● Assignment
The answer must be the full set of records, repeated exactly.

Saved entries
================

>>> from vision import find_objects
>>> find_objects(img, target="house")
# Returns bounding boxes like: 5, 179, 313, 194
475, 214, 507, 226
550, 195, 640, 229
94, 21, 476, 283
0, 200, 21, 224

================

● Answer box
>>> from vision import find_objects
>>> find_objects(img, target="house")
# Returns bounding boxes like: 5, 179, 313, 194
475, 214, 507, 226
550, 195, 640, 229
94, 21, 476, 283
0, 200, 21, 224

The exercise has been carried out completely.